• _Material supplied_:
--------------------------------------------------

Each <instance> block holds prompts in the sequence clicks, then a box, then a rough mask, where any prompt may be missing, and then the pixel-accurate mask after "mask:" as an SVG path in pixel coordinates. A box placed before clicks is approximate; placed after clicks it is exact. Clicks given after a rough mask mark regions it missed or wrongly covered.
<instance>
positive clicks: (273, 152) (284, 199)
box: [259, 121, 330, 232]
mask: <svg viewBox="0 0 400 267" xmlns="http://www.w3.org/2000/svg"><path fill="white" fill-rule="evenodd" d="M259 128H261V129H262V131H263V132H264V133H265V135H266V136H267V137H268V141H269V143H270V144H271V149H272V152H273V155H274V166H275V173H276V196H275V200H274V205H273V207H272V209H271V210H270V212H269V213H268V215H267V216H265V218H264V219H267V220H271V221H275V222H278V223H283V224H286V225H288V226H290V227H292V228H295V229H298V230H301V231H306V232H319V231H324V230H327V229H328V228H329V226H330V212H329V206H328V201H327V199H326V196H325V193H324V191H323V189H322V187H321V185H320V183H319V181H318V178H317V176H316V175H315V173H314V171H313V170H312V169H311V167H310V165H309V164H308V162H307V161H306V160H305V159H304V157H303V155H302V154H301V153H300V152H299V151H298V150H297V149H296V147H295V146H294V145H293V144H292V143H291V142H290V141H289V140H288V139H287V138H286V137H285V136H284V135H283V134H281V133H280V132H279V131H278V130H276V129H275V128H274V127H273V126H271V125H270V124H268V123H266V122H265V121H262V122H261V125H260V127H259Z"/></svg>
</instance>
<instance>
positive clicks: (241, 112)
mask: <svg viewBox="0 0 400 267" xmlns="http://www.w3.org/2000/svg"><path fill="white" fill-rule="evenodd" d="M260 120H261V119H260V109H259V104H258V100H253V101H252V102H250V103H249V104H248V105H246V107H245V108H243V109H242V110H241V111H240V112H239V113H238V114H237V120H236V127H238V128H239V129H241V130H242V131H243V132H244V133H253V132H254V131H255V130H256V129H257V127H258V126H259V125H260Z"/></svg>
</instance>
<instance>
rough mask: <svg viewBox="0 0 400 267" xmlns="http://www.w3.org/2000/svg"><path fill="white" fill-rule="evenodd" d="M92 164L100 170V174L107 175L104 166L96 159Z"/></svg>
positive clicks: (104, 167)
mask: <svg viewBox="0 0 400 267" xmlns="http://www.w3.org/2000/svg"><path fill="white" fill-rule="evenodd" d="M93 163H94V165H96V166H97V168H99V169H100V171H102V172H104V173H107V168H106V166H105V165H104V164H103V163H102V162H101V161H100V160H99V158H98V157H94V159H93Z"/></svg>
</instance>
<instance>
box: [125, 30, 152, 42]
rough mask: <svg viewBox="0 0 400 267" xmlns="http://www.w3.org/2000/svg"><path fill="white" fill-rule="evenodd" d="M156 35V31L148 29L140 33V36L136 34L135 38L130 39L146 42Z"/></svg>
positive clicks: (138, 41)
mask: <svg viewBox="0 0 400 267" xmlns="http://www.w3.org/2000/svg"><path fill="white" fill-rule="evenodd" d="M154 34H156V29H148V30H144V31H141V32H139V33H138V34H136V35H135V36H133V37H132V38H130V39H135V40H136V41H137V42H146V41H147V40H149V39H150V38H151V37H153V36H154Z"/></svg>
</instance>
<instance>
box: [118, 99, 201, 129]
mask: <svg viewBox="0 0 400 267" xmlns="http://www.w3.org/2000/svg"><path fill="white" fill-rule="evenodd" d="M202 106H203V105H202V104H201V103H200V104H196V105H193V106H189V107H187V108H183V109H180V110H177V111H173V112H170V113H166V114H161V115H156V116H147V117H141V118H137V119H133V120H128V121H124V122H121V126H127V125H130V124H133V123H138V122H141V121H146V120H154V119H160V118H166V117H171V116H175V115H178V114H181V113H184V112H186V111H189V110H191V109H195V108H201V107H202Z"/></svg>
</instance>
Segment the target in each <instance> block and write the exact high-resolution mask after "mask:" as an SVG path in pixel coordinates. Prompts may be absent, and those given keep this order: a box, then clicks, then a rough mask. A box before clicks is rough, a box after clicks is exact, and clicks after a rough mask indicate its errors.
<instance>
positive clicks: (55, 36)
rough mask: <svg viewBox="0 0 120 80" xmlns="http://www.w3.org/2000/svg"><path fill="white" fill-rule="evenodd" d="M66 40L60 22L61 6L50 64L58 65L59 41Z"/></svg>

--------------------------------------------------

• _What this task involves_: Copy every line of the listing containing the string "before".

• _Problem solution_:
Each <instance> block holds prompts in the sequence clicks, then a box, then a rough mask, where any prompt may be missing, and then the pixel-accurate mask after "mask:" as an SVG path in pixel coordinates. A box placed before clicks is approximate; placed after clicks it is exact. Clicks given after a rough mask mark regions it missed or wrongly covered.
Segment the target in each <instance> block and write the exact high-resolution mask after "mask:" as an SVG path in pixel coordinates. Prompts may be absent, and those given keep this order: a box, then clicks, then a rough mask. A box before clicks is rough, a box after clicks is exact, and clicks after a rough mask indicate its errors.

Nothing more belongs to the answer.